Gather every line of the listing below that contains the word "entirely".
......
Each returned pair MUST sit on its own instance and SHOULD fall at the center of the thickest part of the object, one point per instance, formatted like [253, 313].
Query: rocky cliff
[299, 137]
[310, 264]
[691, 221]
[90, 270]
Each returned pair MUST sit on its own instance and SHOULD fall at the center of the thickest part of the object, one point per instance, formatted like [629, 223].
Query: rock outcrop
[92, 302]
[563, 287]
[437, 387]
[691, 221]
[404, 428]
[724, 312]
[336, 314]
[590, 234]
......
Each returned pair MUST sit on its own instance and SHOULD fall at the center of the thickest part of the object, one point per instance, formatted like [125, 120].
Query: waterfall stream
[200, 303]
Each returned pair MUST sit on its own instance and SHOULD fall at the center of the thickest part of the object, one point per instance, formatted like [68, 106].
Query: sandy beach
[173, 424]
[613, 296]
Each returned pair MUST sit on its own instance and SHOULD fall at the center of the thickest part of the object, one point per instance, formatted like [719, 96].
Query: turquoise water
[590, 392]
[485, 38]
......
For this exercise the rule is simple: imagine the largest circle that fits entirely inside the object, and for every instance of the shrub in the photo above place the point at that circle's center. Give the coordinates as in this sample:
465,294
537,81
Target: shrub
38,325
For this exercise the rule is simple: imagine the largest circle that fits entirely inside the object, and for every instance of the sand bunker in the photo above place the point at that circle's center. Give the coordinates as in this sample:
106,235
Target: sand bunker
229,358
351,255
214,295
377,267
......
• _FULL RESPONSE_:
For this exercise the rule is simple: imagine the largest circle that fits entirely inside the object, and for every instance of the shrub in the photo above place the point at that circle's center. Give the coordinates as in this sample:
For this exercise the rule is simple: imagine the largest circle that fits entirely inside the object, and for every instance of the sand bunker in the photo above place the point at that circle's center. Give the coordinates as in this sample:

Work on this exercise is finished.